» AIM 1
Rewrite the passage on the trawler Marlu from "The vessel Marlu" to "record is incomplete.", substituting "harbor patrol" for "Coast Guard".
» AIM 2
Count the lines of the records that contain the string "below", treating case as significant, and reply with the number alone.

== READING PASSAGE ==

Marlu

Type:
artificial reef, trawler
Built:
1968, Master Marine, Inc., Bayou La Bâtre AL USA
Specs:
( 72x20 ft ) 131 gross tons
Sunk:
1999-2000 - Shinnecock Artificial Reef
Depth:
GPS:
40°48.149' -72°28.501'

New York lists this as simply "70-foot vessel", with no name or date. I have an old note of a vessel Marlu on the Shinnecock reef. On Thanksgiving 1999, the 72-foot trawler Marlu of New Bedford ran aground on the Cape Cod National Seashore after the driver fell asleep at the wheel. This was reported in a New Bedford newspaper, along with several other mishaps.

The vessel Marlu is pictured above on the cover of a 2001 Coast Guard safety bulletin. ( Note: It is never good to end up on the cover of a Coast Guard safety bulletin. ) After that, I was able to find a note on a builder's site that their vessel Master Jim, later renamed Marlu, was scuttled in 1990. The vessel number in this listing is at odds with several others, and the record is incomplete.

These are the only mentions of a fishing vessel Marlu that I can find. Putting it all together, I believe the scuttling date is wrong. It is common to confuse a 9 with a 0, especially with electronically scanned records. There is a partial data match across all available records, but nothing perfect.

In 1999, the vessel would have been 31 years old. If it sustained significant damage in the grounding, any subsequent weather, and the eventual salvage, it would likely not have been worth repairing. It would have been stripped of anything of value, given a cursory cleaning, and disposed of at the nearest available site, which is where it is today.

===
== DATASET EXCERPTS ==

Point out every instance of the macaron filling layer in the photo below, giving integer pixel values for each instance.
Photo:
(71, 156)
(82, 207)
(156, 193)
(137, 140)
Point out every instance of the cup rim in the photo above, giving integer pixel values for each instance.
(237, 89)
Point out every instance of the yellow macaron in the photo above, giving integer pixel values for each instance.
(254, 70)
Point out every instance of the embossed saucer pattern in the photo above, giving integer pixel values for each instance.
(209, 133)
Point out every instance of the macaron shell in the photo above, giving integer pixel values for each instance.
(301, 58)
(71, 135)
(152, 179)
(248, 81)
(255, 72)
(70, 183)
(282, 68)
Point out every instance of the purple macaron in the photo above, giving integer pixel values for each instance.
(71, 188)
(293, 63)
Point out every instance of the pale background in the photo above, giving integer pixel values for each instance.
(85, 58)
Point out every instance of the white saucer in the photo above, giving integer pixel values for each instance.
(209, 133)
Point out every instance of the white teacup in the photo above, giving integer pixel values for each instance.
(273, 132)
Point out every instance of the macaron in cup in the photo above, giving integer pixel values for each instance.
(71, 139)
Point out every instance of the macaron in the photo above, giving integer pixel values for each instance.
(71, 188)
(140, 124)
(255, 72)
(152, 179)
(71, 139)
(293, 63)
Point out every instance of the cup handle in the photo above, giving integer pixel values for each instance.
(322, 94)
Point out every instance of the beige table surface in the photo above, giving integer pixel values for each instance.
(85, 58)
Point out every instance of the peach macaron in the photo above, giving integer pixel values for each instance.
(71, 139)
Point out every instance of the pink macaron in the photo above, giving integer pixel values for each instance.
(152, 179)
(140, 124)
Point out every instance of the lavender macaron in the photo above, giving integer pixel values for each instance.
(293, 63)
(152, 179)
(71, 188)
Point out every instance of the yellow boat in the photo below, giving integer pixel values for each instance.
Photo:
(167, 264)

===

» OUTPUT 1
The vessel Marlu is pictured above on the cover of a 2001 harbor patrol safety bulletin. ( Note: It is never good to end up on the cover of a harbor patrol safety bulletin. ) After that, I was able to find a note on a builder's site that their vessel Master Jim, later renamed Marlu, was scuttled in 1990. The vessel number in this listing is at odds with several others, and the record is incomplete.

» OUTPUT 2
2